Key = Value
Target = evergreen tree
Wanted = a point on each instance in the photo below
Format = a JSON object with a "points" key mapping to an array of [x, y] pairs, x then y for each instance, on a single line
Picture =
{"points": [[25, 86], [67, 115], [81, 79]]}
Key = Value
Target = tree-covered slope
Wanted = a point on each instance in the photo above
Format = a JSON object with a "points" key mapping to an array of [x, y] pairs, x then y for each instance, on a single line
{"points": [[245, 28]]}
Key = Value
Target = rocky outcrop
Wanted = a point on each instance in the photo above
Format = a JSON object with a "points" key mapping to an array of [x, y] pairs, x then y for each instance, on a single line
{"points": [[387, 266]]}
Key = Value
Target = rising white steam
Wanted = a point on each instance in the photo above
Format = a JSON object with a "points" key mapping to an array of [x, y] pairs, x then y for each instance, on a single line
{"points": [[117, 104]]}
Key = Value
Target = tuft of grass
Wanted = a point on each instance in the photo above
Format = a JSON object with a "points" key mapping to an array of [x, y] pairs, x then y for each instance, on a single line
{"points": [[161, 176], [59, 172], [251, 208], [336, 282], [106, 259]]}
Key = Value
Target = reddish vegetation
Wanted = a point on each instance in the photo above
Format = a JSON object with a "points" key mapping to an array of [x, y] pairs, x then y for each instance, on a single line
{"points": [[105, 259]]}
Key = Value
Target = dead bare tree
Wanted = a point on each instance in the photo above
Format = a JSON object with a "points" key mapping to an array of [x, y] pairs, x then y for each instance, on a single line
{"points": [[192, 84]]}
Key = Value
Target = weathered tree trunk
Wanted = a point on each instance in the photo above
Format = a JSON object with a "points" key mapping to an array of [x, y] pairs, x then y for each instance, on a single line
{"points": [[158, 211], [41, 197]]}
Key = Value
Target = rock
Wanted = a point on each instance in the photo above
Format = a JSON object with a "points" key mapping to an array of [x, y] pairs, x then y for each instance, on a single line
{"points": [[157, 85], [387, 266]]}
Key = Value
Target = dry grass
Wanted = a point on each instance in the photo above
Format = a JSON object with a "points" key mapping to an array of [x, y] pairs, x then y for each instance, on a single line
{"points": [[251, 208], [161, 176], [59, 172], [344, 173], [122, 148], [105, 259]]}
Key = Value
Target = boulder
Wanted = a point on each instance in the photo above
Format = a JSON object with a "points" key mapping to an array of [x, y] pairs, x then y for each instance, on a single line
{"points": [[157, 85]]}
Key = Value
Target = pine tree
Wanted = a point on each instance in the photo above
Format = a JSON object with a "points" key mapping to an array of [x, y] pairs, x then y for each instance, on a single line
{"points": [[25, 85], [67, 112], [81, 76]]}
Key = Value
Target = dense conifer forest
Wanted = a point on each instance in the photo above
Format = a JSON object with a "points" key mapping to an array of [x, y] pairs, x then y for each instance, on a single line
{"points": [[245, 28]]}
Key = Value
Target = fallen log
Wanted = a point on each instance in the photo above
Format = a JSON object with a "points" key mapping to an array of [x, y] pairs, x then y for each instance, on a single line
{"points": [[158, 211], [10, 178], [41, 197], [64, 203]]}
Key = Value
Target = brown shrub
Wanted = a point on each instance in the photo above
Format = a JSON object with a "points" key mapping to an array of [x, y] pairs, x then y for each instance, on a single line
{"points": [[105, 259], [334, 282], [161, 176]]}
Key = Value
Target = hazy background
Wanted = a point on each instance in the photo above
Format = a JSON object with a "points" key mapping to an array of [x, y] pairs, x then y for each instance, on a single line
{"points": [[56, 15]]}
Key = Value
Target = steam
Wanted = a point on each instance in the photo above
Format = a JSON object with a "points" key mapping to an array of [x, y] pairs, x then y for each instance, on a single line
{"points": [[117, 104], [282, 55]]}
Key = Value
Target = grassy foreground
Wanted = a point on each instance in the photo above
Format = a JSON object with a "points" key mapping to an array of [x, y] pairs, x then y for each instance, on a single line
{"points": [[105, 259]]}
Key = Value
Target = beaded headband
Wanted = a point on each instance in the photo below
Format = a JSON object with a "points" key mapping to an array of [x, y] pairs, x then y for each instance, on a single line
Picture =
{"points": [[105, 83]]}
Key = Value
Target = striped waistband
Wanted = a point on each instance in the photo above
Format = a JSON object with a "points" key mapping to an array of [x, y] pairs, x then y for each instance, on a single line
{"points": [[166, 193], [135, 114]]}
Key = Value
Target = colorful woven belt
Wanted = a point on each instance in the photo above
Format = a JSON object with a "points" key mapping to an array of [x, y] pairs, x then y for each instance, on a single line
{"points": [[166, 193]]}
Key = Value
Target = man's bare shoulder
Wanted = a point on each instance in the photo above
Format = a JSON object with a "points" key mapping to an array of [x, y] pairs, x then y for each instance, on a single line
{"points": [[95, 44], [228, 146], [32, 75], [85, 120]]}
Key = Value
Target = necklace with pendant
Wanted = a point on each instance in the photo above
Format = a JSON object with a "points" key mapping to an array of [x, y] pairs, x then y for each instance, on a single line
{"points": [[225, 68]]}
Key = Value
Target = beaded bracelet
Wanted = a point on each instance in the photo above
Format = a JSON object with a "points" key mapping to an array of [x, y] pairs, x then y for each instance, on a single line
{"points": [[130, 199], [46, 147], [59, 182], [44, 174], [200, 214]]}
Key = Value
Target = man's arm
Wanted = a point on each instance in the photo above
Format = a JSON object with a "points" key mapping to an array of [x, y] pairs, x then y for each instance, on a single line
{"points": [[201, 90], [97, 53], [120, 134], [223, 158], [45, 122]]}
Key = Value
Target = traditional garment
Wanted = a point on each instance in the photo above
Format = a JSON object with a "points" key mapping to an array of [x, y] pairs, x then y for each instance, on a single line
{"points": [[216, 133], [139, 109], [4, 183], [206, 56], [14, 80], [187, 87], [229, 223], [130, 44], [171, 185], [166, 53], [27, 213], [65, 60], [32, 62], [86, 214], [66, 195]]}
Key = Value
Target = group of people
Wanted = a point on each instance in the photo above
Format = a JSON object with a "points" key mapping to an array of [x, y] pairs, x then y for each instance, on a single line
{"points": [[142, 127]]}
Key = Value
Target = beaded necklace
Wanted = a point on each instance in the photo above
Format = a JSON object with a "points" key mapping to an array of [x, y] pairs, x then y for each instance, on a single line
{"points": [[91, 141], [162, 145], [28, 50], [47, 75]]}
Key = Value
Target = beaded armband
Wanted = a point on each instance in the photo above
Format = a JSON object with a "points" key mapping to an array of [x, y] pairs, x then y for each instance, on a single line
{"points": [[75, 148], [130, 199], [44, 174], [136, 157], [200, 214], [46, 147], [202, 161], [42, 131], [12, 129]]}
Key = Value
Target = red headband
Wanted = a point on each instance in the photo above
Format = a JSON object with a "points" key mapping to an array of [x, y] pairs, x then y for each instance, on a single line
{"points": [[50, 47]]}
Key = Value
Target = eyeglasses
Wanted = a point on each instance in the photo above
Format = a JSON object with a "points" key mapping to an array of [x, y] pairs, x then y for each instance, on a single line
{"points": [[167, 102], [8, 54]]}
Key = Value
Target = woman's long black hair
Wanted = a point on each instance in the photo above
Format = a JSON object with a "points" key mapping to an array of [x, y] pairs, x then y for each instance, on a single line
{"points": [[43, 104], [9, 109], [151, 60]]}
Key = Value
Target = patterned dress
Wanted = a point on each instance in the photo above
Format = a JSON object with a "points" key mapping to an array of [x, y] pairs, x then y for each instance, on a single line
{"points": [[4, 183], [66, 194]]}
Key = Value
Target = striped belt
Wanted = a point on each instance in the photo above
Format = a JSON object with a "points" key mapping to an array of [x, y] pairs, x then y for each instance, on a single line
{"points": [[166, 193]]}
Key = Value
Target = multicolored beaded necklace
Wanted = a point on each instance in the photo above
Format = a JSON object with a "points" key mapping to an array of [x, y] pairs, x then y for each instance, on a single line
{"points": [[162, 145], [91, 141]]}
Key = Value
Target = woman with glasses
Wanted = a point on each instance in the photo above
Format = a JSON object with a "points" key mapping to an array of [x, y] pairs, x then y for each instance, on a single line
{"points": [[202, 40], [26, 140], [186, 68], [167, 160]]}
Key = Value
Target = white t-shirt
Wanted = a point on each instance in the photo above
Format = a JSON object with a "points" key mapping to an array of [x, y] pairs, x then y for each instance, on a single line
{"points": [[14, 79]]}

━━━━━━

◆ **STATED PROBLEM**
Collect every line in the lines above that contains the word "beaded". Case counts, so a line matches only when the letters agree in capitalization too.

◆ **REPLY TO THE EXERCISE**
Target = beaded headband
Target = beaded bracelet
Target = beaded necklace
Target = beaded armband
Target = multicolored beaded necklace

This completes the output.